### EXERCISE AIM
Pick out each of the lines below that contains the word "grass", and copy those lines out in full.
^^^^^^^^^^^^^^^^
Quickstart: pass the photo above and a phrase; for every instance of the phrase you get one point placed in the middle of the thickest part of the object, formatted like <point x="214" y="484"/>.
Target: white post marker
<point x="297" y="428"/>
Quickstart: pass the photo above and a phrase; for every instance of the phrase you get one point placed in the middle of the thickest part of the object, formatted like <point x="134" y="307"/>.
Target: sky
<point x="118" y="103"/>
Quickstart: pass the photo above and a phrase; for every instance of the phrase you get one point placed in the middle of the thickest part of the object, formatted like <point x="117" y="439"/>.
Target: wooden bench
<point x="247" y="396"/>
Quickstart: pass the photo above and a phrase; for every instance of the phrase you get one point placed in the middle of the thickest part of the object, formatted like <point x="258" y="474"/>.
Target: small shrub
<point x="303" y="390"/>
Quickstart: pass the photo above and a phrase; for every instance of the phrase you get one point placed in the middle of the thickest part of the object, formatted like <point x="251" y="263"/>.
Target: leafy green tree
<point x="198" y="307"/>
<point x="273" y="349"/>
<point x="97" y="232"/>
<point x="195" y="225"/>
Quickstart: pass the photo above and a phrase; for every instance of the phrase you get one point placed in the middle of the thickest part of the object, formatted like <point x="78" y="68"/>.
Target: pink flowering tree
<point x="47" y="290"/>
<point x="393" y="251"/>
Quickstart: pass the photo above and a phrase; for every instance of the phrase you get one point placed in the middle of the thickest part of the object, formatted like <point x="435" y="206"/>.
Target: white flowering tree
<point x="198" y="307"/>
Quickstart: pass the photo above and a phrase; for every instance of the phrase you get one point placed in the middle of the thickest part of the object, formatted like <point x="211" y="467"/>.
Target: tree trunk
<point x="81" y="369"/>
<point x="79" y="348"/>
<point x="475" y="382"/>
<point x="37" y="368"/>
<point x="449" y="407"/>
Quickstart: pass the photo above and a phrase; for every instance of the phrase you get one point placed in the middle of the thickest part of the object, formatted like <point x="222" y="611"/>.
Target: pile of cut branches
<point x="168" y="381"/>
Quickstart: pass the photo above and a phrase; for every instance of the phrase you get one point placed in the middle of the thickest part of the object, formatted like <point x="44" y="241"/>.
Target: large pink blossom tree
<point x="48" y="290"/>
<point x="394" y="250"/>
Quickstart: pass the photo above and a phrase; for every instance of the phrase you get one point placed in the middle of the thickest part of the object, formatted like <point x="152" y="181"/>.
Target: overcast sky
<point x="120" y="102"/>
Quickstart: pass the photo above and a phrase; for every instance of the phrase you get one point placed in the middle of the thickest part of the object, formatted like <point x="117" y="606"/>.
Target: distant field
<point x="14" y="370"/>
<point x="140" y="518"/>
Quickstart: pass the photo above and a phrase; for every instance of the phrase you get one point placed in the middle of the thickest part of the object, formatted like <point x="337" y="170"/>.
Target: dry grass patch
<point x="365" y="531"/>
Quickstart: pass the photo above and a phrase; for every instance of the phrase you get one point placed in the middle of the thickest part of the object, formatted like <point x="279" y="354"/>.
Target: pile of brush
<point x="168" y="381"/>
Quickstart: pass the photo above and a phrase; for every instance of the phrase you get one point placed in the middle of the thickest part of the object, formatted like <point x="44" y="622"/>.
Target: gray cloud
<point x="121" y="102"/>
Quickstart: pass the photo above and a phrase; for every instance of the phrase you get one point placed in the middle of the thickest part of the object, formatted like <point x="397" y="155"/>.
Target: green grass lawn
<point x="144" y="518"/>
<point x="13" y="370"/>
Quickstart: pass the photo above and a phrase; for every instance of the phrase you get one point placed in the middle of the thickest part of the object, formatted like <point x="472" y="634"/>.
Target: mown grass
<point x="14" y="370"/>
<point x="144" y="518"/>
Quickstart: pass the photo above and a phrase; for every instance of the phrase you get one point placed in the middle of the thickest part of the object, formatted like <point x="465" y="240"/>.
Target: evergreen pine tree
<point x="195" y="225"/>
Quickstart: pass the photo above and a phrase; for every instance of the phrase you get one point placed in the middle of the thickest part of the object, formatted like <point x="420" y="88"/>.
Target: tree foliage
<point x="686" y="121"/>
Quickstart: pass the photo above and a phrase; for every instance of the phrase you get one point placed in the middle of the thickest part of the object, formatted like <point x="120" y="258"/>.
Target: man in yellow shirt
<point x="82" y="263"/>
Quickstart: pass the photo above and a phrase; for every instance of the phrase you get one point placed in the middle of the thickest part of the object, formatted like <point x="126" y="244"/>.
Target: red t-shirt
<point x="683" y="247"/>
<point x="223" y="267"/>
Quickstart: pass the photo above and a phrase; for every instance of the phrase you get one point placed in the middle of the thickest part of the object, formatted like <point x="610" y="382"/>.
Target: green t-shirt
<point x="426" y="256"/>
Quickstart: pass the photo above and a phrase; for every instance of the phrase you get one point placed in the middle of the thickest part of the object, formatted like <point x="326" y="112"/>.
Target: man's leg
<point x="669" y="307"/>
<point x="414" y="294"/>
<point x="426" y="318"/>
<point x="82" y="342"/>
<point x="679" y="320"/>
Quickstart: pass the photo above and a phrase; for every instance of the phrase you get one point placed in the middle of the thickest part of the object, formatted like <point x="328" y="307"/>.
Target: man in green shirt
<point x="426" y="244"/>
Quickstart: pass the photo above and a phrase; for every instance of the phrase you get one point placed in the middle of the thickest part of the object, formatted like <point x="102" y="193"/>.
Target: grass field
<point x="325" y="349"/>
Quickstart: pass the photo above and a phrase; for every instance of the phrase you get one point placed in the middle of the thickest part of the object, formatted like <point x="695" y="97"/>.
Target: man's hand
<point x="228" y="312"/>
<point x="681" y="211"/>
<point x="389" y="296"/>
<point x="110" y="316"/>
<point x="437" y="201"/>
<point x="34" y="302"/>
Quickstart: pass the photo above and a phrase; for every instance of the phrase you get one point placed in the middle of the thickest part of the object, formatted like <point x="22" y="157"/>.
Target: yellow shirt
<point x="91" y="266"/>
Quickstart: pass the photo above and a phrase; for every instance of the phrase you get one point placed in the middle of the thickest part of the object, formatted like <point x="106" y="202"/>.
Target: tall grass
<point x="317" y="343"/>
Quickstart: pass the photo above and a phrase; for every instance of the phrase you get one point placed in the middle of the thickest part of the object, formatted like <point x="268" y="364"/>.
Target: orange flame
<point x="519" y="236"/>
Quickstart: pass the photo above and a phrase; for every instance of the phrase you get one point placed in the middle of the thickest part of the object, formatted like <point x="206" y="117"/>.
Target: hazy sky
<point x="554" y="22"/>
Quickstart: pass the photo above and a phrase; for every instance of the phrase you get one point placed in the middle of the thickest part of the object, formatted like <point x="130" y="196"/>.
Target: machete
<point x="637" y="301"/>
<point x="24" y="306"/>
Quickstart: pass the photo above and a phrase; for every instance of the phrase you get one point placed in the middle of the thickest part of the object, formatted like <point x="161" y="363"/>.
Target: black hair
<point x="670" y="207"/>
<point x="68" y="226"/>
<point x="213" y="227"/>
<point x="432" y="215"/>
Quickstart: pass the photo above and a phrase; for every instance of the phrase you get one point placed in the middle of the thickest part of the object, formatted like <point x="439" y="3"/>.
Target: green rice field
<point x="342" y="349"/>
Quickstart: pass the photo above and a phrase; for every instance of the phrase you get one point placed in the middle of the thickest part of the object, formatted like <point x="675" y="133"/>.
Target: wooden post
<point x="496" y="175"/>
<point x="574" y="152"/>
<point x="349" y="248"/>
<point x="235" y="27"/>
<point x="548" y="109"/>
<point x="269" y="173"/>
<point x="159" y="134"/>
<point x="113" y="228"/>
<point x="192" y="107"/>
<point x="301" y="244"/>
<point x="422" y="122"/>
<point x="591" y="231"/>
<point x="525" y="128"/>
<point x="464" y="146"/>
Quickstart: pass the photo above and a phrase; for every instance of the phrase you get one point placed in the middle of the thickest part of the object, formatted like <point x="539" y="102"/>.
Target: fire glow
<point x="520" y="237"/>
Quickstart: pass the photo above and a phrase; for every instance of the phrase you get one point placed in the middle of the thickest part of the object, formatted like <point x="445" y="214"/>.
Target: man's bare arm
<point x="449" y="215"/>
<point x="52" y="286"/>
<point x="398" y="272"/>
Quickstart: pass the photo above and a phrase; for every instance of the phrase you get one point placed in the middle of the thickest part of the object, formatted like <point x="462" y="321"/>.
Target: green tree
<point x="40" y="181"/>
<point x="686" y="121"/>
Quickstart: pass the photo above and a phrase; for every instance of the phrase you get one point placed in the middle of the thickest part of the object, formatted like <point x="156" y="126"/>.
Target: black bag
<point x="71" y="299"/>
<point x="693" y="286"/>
^^^^^^^^^^^^^^^^
### WRITTEN ANSWER
Target: dry grass patch
Target: green grass lawn
Target: mown grass
Target: grass field
Target: tall grass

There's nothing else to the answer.